*** Text shown
Recently, while looking for covers of a tongue-twisting novelty song about Barbara’s rhubarb bar (beloved of bearded barbarians and their barber), I encountered a video in which a recent refugee from academia told a sad and sorry story of toxic personalities, systematic exploitation, and catastrophic disenchantment. In the course of doing this, moreover, Sabine Hossenfelder described the pernicious practices and maleficent initiatives of the world she left behind in ways that suggest that the problem could not be ascribed to the occasional bad Apfel.
******
*** Information shown
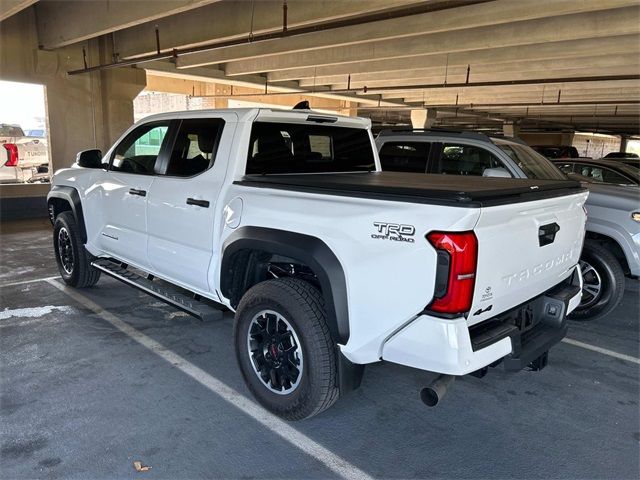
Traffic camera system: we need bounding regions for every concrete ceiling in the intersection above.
[6,0,640,134]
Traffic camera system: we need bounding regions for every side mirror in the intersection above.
[76,148,102,168]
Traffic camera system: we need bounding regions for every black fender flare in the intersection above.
[47,185,87,244]
[220,226,349,345]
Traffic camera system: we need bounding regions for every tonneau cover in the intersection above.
[235,172,584,207]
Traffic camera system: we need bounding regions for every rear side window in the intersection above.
[495,141,568,180]
[165,118,224,177]
[111,122,169,175]
[246,122,375,174]
[432,143,507,177]
[380,142,431,173]
[576,163,633,185]
[556,163,573,173]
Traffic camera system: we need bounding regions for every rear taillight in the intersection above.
[427,232,478,314]
[2,143,18,167]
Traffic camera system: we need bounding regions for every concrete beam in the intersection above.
[143,62,404,107]
[225,7,638,75]
[267,34,640,82]
[177,0,637,68]
[318,68,639,94]
[115,0,417,58]
[36,0,224,49]
[296,54,640,88]
[502,121,520,137]
[411,108,438,128]
[0,0,38,22]
[384,80,640,99]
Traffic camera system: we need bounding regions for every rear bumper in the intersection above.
[382,266,582,375]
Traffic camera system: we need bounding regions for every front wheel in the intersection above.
[569,241,624,320]
[234,278,339,420]
[53,212,100,288]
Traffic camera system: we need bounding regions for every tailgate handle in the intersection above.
[187,198,209,208]
[538,222,560,247]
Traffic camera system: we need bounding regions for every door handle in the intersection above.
[187,198,209,208]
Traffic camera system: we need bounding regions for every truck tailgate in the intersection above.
[468,190,588,325]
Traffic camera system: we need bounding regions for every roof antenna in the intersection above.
[293,100,311,110]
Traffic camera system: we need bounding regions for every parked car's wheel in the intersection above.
[234,278,339,420]
[53,212,100,288]
[570,241,624,320]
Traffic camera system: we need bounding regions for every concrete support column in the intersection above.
[620,135,629,152]
[560,132,575,145]
[411,108,438,128]
[502,122,520,137]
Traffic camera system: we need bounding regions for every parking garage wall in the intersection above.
[0,8,146,220]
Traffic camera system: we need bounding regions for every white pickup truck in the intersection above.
[48,109,587,420]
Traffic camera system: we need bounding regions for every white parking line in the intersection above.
[46,279,372,479]
[562,338,640,365]
[0,275,60,288]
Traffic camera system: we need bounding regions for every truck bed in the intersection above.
[235,172,585,208]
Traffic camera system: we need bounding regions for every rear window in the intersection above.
[380,142,431,173]
[494,142,567,180]
[246,122,375,174]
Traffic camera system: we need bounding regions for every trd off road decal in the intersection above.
[371,222,416,243]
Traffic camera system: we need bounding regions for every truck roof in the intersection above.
[378,128,526,145]
[136,107,371,128]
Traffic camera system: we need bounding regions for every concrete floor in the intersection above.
[0,221,640,479]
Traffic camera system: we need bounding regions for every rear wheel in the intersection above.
[569,241,624,320]
[53,212,100,288]
[234,278,339,420]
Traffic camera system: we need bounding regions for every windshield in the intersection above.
[494,141,567,180]
[246,122,376,174]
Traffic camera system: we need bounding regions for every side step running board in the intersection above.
[91,258,222,321]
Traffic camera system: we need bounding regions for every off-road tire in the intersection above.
[569,241,625,320]
[53,212,100,288]
[234,278,339,420]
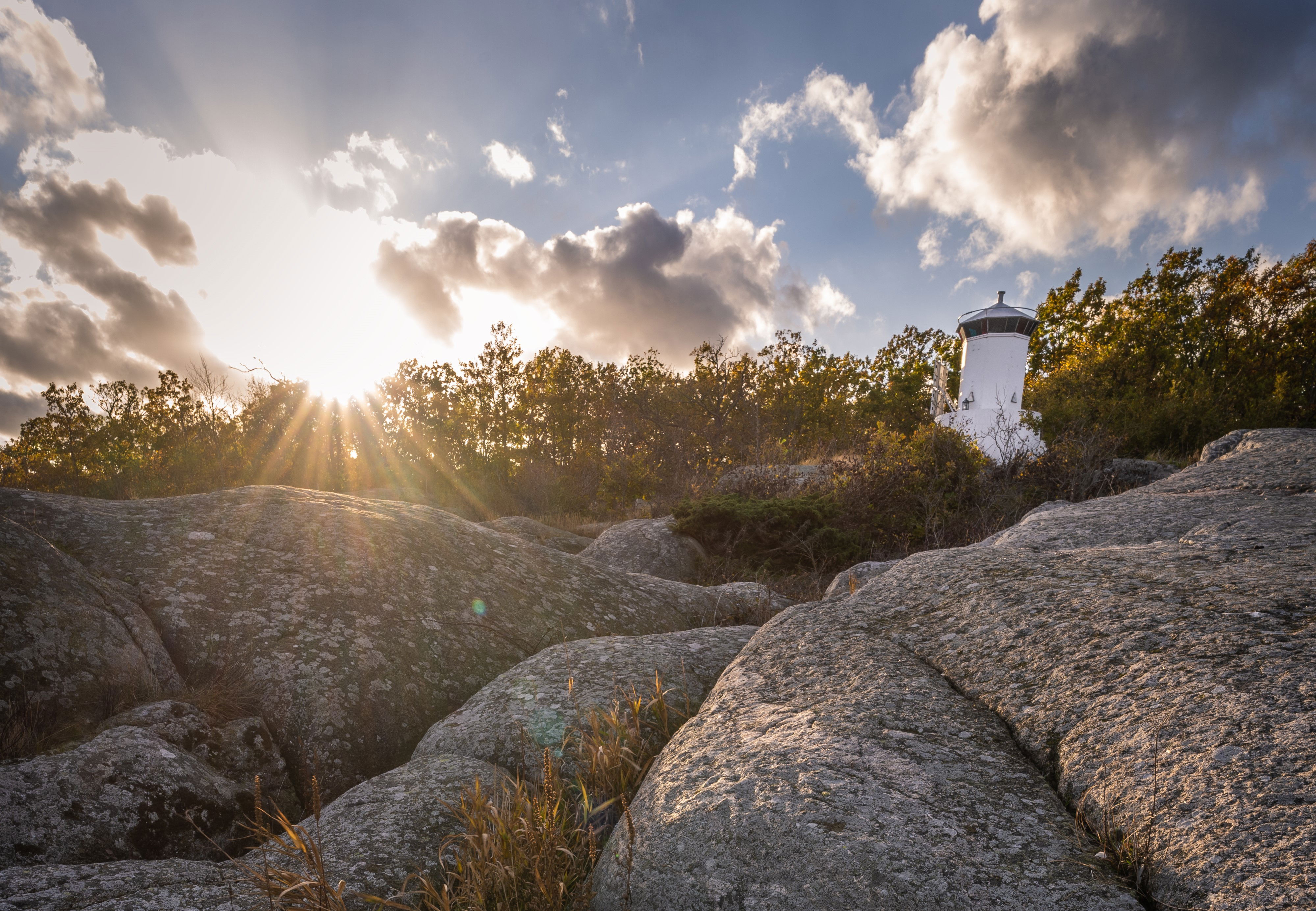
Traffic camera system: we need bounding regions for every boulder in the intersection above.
[0,756,507,911]
[581,516,707,582]
[293,754,507,908]
[0,860,248,911]
[1090,458,1179,494]
[822,559,900,598]
[592,608,1138,911]
[0,487,742,799]
[596,429,1316,911]
[413,627,757,773]
[100,699,301,817]
[0,509,182,729]
[480,516,594,553]
[0,727,241,866]
[713,465,832,496]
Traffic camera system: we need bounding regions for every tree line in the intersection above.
[0,241,1316,517]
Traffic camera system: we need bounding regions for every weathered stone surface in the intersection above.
[100,699,301,817]
[822,559,900,598]
[581,516,707,582]
[594,605,1137,911]
[0,511,182,725]
[1091,458,1179,494]
[0,487,742,798]
[0,756,507,911]
[600,431,1316,911]
[480,516,594,553]
[413,627,757,771]
[298,754,507,908]
[0,860,250,911]
[713,465,830,496]
[0,727,241,866]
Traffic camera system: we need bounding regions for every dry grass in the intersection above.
[1074,790,1161,908]
[0,690,65,760]
[177,662,265,724]
[236,674,692,911]
[230,775,348,911]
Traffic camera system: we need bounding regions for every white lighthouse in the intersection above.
[932,291,1042,461]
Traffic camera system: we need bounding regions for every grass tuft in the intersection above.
[236,674,693,911]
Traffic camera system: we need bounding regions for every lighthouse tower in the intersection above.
[933,291,1042,461]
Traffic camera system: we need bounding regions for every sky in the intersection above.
[0,0,1316,436]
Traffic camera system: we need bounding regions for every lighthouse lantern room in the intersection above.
[932,291,1042,461]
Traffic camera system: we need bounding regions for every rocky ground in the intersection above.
[0,431,1316,911]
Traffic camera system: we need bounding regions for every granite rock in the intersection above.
[581,516,707,582]
[592,605,1137,911]
[298,754,507,908]
[0,511,182,727]
[0,727,241,866]
[480,516,594,553]
[0,487,742,799]
[413,627,757,773]
[822,559,900,598]
[0,756,507,911]
[1090,458,1179,494]
[100,699,301,817]
[0,860,248,911]
[596,429,1316,911]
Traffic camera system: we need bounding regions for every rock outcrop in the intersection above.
[0,756,507,911]
[480,516,594,553]
[413,627,757,773]
[1091,458,1179,494]
[822,559,900,598]
[296,754,507,908]
[0,727,250,866]
[713,465,832,496]
[596,431,1316,911]
[581,516,707,582]
[0,487,742,798]
[0,519,182,727]
[0,860,247,911]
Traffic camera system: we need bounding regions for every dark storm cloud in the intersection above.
[0,390,46,437]
[376,204,853,357]
[0,176,201,382]
[734,0,1316,266]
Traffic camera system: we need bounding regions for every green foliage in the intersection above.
[0,323,953,519]
[1028,241,1316,458]
[672,492,867,571]
[672,423,1005,573]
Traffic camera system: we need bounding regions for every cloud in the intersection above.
[0,174,204,382]
[1015,270,1040,299]
[0,390,46,437]
[918,225,947,269]
[0,0,108,146]
[549,116,571,158]
[376,203,854,357]
[303,132,448,212]
[483,141,534,187]
[735,0,1316,267]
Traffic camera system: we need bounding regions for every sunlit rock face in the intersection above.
[595,429,1316,911]
[480,516,594,553]
[0,487,717,799]
[415,627,758,777]
[0,508,182,727]
[581,516,705,582]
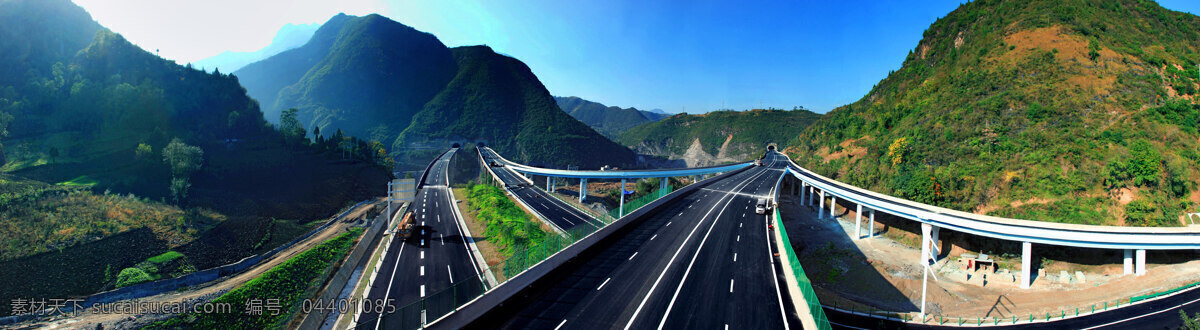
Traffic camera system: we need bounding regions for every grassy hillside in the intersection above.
[392,46,634,168]
[617,110,821,164]
[554,96,667,138]
[0,0,390,314]
[787,0,1200,226]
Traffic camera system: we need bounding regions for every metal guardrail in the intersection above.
[775,208,833,330]
[784,155,1200,250]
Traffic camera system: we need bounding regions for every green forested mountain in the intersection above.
[0,0,390,314]
[392,46,634,168]
[235,14,634,167]
[234,14,456,140]
[554,96,670,138]
[787,0,1200,226]
[617,109,821,166]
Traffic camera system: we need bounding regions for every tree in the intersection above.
[280,108,307,140]
[133,143,154,160]
[162,138,204,203]
[1180,308,1200,330]
[1129,139,1163,186]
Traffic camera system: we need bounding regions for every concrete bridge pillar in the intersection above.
[1021,241,1033,289]
[866,209,875,239]
[817,191,824,218]
[580,178,588,203]
[1122,248,1133,275]
[829,194,838,218]
[920,223,934,266]
[800,181,809,206]
[854,204,863,240]
[617,179,625,216]
[1133,248,1146,276]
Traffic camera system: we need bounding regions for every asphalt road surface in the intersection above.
[482,152,799,329]
[358,149,482,329]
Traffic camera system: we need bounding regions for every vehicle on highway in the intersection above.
[754,197,770,215]
[396,211,415,239]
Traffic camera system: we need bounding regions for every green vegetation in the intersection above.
[236,14,635,168]
[617,109,821,160]
[149,228,362,329]
[554,96,667,139]
[787,0,1200,226]
[467,184,552,257]
[392,46,635,168]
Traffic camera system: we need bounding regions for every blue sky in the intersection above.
[76,0,1200,113]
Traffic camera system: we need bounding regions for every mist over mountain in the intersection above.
[192,23,320,72]
[787,0,1200,226]
[234,14,635,167]
[554,96,670,138]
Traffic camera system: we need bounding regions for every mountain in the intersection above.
[192,23,320,72]
[234,14,635,167]
[787,0,1200,226]
[0,0,390,314]
[554,96,670,138]
[392,46,635,168]
[234,14,456,140]
[617,109,821,166]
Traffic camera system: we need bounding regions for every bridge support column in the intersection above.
[1122,248,1133,275]
[866,209,875,239]
[829,194,838,218]
[854,204,863,241]
[617,179,625,216]
[800,181,809,206]
[1133,248,1146,276]
[920,223,934,266]
[1021,241,1033,289]
[580,178,588,203]
[817,191,824,218]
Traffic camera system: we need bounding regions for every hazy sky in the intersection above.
[74,0,1200,113]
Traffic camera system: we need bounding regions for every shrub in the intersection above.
[116,268,154,288]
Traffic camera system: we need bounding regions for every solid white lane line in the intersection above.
[625,168,761,330]
[1084,294,1200,330]
[596,277,612,290]
[658,172,767,330]
[376,242,407,330]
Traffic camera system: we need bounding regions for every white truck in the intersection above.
[754,197,770,215]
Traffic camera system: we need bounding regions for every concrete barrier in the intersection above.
[427,168,748,329]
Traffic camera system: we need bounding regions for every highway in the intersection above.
[359,149,482,329]
[475,152,799,329]
[480,149,604,232]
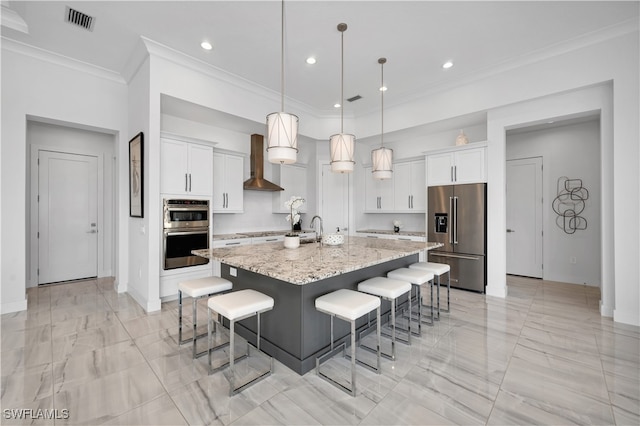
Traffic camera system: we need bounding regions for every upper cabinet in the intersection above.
[364,167,395,213]
[426,142,487,186]
[364,160,426,213]
[393,160,427,213]
[212,151,244,213]
[160,137,213,197]
[272,164,309,213]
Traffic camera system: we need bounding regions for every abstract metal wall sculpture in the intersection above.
[552,176,589,234]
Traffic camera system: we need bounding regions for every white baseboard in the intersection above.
[0,297,27,314]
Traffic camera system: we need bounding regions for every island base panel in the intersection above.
[221,254,418,375]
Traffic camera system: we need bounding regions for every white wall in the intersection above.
[0,43,128,313]
[506,120,602,287]
[26,120,115,287]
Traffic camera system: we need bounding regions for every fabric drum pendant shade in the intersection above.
[371,147,393,179]
[329,133,356,173]
[267,112,298,164]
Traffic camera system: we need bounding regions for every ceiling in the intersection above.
[2,0,639,116]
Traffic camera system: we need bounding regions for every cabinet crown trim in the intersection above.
[422,141,489,155]
[160,131,218,146]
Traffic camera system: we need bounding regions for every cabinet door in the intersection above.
[211,152,227,213]
[225,155,244,213]
[427,152,454,186]
[365,167,395,213]
[160,139,189,194]
[272,164,309,213]
[189,144,213,197]
[393,163,411,211]
[454,148,487,184]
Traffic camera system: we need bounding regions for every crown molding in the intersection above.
[2,36,126,84]
[141,37,319,120]
[368,16,640,116]
[0,4,29,34]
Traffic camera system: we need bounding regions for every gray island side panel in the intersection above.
[221,254,418,375]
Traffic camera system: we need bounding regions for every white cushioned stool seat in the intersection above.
[178,276,233,358]
[207,289,273,320]
[358,277,411,299]
[409,262,451,275]
[409,262,451,318]
[387,268,435,336]
[316,289,380,321]
[315,289,380,396]
[387,268,433,284]
[358,277,412,361]
[178,277,233,297]
[207,289,274,395]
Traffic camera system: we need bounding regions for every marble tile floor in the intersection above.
[0,277,640,425]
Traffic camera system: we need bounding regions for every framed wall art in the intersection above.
[129,132,144,217]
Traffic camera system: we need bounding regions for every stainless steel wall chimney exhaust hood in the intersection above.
[244,134,284,191]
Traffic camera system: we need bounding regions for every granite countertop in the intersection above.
[356,229,427,237]
[193,237,442,285]
[213,229,315,240]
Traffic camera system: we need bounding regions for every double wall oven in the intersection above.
[162,199,209,269]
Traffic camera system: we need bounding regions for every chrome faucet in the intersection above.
[309,215,324,243]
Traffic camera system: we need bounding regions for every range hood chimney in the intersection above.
[244,134,284,191]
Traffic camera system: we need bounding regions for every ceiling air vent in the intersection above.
[66,6,95,31]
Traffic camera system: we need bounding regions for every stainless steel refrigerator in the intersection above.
[427,183,487,293]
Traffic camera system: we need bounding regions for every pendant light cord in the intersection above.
[338,23,347,133]
[280,0,284,112]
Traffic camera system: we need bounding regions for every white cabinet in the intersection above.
[364,167,395,213]
[393,160,427,213]
[212,152,244,213]
[160,138,213,197]
[427,143,487,186]
[272,164,308,213]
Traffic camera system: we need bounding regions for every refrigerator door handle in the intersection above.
[449,197,456,244]
[430,253,480,260]
[453,197,458,244]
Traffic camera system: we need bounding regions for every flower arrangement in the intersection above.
[284,195,304,237]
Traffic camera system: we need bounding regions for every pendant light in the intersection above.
[371,58,393,180]
[329,24,356,173]
[267,0,298,164]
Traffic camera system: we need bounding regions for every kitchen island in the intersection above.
[193,237,439,374]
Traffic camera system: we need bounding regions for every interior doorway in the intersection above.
[38,150,99,284]
[506,157,543,278]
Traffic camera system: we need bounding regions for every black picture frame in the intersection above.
[129,132,144,217]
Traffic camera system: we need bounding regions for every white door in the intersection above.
[320,164,349,233]
[506,157,542,278]
[38,151,98,284]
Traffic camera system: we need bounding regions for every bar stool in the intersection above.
[178,277,233,358]
[207,289,273,396]
[315,289,380,396]
[358,277,411,361]
[409,262,451,318]
[387,268,434,336]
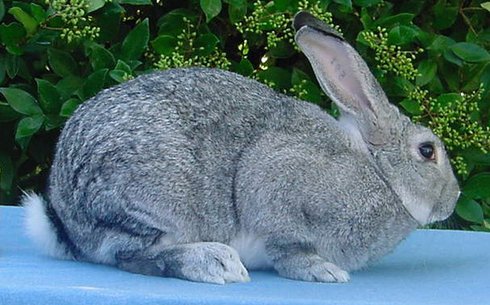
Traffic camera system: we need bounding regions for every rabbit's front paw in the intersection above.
[275,256,350,283]
[174,242,250,284]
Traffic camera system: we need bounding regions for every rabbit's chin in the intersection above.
[398,186,434,226]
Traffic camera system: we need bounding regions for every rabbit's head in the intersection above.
[293,12,460,225]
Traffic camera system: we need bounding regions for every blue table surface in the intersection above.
[0,207,490,305]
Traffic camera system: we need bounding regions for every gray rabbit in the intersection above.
[23,13,459,284]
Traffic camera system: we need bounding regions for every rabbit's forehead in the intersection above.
[406,124,443,147]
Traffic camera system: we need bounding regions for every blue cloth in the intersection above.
[0,207,490,305]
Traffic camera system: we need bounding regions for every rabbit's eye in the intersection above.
[419,143,436,160]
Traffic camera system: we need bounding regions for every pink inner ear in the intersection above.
[298,30,371,112]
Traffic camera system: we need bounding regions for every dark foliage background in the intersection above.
[0,0,490,231]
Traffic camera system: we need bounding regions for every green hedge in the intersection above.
[0,0,490,230]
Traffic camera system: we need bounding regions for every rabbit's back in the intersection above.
[50,68,345,258]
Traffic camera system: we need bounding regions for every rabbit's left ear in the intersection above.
[293,12,398,142]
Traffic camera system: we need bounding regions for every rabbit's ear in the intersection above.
[293,12,396,142]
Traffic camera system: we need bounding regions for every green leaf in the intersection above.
[0,102,21,122]
[228,0,247,24]
[121,18,150,60]
[427,35,456,55]
[88,43,116,71]
[109,69,131,84]
[0,152,15,191]
[388,25,418,45]
[56,76,84,100]
[354,0,382,7]
[463,172,490,199]
[199,0,221,22]
[269,40,295,58]
[15,115,44,142]
[48,48,79,77]
[257,66,291,90]
[5,54,21,78]
[36,79,61,113]
[195,33,219,57]
[85,0,105,13]
[333,0,352,8]
[0,22,26,46]
[114,60,133,75]
[416,60,437,86]
[157,9,199,37]
[119,0,152,5]
[0,0,5,21]
[9,6,39,35]
[434,93,461,112]
[60,98,80,118]
[442,48,464,67]
[151,35,178,55]
[400,99,422,115]
[450,42,490,63]
[29,3,48,23]
[456,196,484,223]
[480,2,490,12]
[372,13,415,28]
[433,0,459,30]
[0,88,43,115]
[79,69,109,100]
[233,58,254,76]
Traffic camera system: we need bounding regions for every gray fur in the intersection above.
[23,11,459,283]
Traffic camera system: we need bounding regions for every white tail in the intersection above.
[21,193,71,259]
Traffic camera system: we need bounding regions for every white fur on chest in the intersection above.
[230,232,272,270]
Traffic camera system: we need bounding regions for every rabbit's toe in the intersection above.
[181,243,250,284]
[275,256,349,283]
[307,262,350,283]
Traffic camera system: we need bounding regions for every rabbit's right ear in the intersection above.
[293,12,398,144]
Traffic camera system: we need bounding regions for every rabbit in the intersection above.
[22,12,459,284]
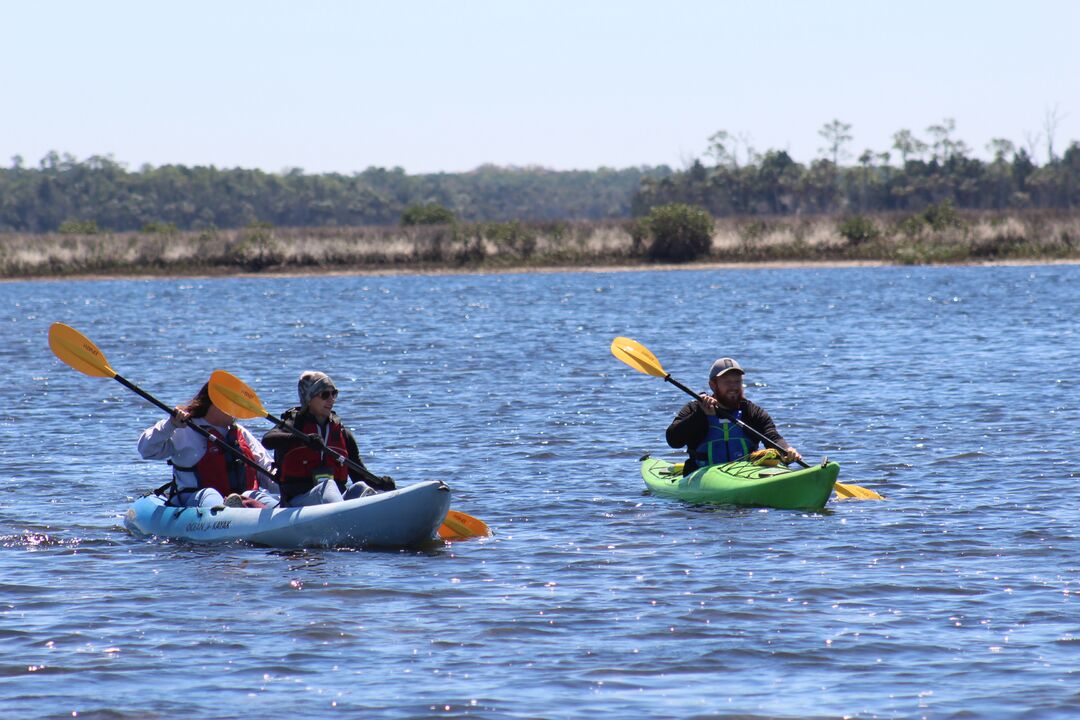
******
_What to do_.
**a.** In the text shown, what was the writer searching for when they came across the video?
**b.** Copy the text shown from "Recently, while looking" up to and including "occasional bad Apfel.".

_Solutions for each task_.
**a.** Covers of a tongue-twisting novelty song about Barbara's rhubarb bar.

**b.**
Recently, while looking for covers of a tongue-twisting novelty song about Barbara’s rhubarb bar (beloved of bearded barbarians and their barber), I encountered a video in which a recent refugee from academia told a sad and sorry story of toxic personalities, systematic exploitation, and catastrophic disenchantment. In the course of doing this, moreover, Sabine Hossenfelder described the pernicious practices and maleficent initiatives of the world she left behind in ways that suggest that the problem could not be ascribed to the occasional bad Apfel.